*** Opening of DOCUMENT EXTRACT ***
Transport for London (TfL) has been taken to court over its "rammed" platforms by a commuter dragged under a Tube train.
David Garcia Thomas, a former languages teacher turned IT executive, says he fell under an oncoming Tube train and was seriously injured due to overcrowding on a "rammed" London Underground platform.
The 28-year-old suffered multiple injuries, including a fractured spine and serious leg injuries, after being dragged along for some distance in front of fellow travellers.
He is now suing TfL for £220,000, claiming it "failed to identify … all the risks to the safety of customers” caused by “overcrowded and congested platforms".
Mr Garcia Thomas, of Ashdown Way, Balham, also said the platform should have had a "platform edge device to prevent falls from the platform" and stop accidents like his taking place.
'Platform was extremely crowded'
Documents lodged with London's High Court by his lawyers state that Mr Thomas was working for IT company Nominet at its Paddington office on Nov 20 2019 when the accident happened.
"At or just after 5pm on Nov 20 2019, the claimant had finished work in his office in Paddington and commenced his usual journey home on the London Underground," they say.
*** Close of DOCUMENT EXTRACT ***
### PROMPT
Reproduce everything in the article on the Tube platform lawsuit from "Mr Garcia Thomas, of" down to "the accident happened.".
*** Opening of THE DATA ***
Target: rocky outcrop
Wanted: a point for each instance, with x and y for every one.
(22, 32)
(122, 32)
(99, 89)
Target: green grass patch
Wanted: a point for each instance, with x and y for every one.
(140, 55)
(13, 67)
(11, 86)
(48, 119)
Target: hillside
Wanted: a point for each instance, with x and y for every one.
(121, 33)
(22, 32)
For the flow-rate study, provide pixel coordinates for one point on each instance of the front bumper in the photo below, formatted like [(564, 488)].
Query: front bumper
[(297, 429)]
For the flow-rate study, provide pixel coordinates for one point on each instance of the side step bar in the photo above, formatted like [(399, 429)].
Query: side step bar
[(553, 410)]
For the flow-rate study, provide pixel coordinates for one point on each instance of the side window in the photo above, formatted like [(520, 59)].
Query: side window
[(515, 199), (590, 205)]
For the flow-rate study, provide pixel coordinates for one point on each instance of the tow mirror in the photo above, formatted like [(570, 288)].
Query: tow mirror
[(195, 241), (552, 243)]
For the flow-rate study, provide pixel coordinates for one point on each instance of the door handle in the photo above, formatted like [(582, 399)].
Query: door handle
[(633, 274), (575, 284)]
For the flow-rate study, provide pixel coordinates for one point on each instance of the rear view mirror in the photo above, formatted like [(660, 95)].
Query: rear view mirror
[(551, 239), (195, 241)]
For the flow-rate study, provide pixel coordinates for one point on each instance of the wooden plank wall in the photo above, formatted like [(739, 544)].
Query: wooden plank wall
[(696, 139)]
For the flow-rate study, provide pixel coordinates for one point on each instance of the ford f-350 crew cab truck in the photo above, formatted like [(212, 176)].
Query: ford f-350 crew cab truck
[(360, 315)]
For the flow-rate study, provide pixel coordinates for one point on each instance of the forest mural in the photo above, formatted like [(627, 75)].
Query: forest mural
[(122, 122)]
*** Close of THE DATA ***
### RESULT OF THE EXERCISE
Mr Garcia Thomas, of Ashdown Way, Balham, also said the platform should have had a "platform edge device to prevent falls from the platform" and stop accidents like his taking place.
'Platform was extremely crowded'
Documents lodged with London's High Court by his lawyers state that Mr Thomas was working for IT company Nominet at its Paddington office on Nov 20 2019 when the accident happened.